**WHAT THE TASK REQUIRES:** Continue the guide on modernizing Chef and Ansible configuration management from the point where it stops.

**PASSAGE GIVEN:**
Instance boot time: seconds (not minutes waiting for Chef/Ansible)
No runtime dependency on GitHub, Chef package servers
AMI is the versioned, tested artifact — just like a container image
Rollback = launch previous AMI version

6. Configuration Management: Chef 14 / Ansible → Modern Versions + Ansible Collections

Chef 14 (2018) → Chef Infra 18+ (2024)

# Modern Chef: use unified_mode, no more Chef::Log.info everywhere
unified_mode true

resource_name :monitoring_agent
provides :monitoring_agent

action :install do
  package 'my-monitoring-agent' do
    version new_resource.version
    action :install
  end

  template '/etc/mon-agent/agent.conf' do
    source 'agent.conf.erb'
    variables hostname: new_resource.hostname
    notifies :restart, 'service[mon-agent]'
  end
end

Ansible (2013 style) → Ansible 9+ with Collections

# Modern Ansible: use FQCN (Fully Qualified Collection Names)

**DATA ROWS:**
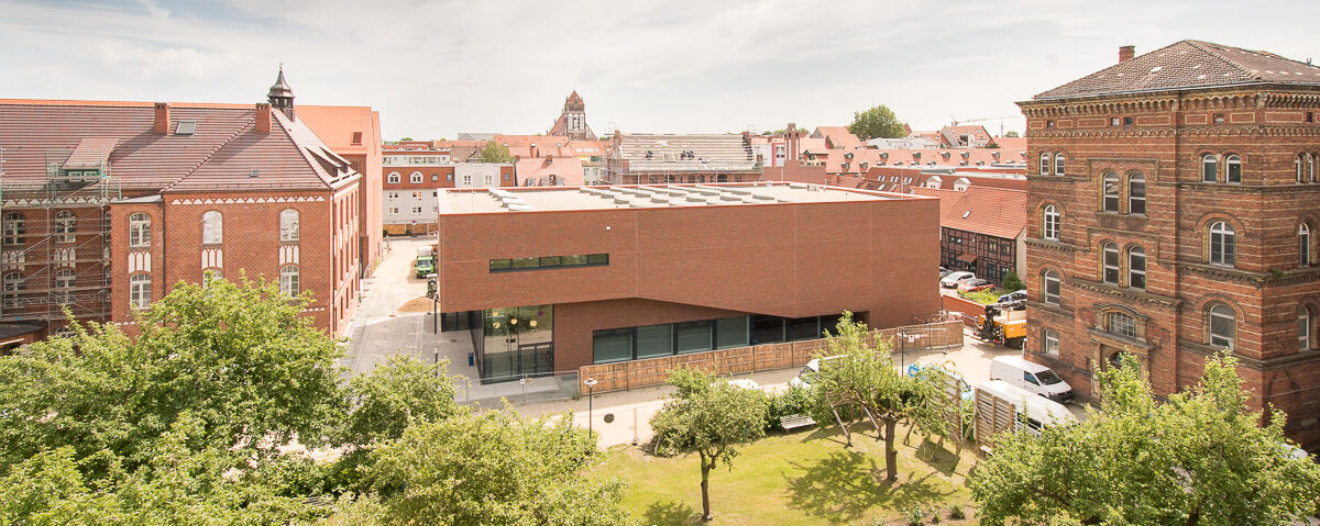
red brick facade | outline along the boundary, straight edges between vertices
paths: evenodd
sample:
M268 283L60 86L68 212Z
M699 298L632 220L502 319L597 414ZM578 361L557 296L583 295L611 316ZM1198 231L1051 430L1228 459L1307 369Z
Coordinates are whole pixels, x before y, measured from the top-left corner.
M1299 182L1296 160L1320 154L1320 86L1255 84L1019 103L1030 142L1026 356L1093 398L1093 373L1129 352L1167 395L1232 347L1253 403L1284 410L1290 436L1315 446L1320 268L1315 241L1303 262L1299 228L1320 225L1320 183L1305 165ZM1144 212L1133 199L1143 179ZM1216 224L1232 227L1232 250L1212 247ZM1059 278L1057 299L1047 298L1047 276ZM1232 318L1216 316L1213 344L1212 310ZM1308 340L1299 341L1299 315L1309 318ZM1057 353L1045 349L1047 330Z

**RESULT OF THIS EXERCISE:**
- name: Configure monitoring agent
  hosts: all
  become: true
  collections:
    - ansible.builtin
    - community.general

  vars:
    agent_hostname: "{{ ansible_hostname }}"

  tasks:
    - name: Install monitoring agent
      ansible.builtin.package:
        name: my-monitoring-agent
        state: present

    - name: Configure agent
      ansible.builtin.template:
        src: agent.conf.j2
        dest: /etc/mon-agent/agent.conf
        mode: "0644"
      notify: Restart mon-agent

    - name: Manage staff group
      ansible.builtin.group:
        name: my-staff
        state: present

    - name: Manage users
      ansible.builtin.user:
        name: "{{ item }}"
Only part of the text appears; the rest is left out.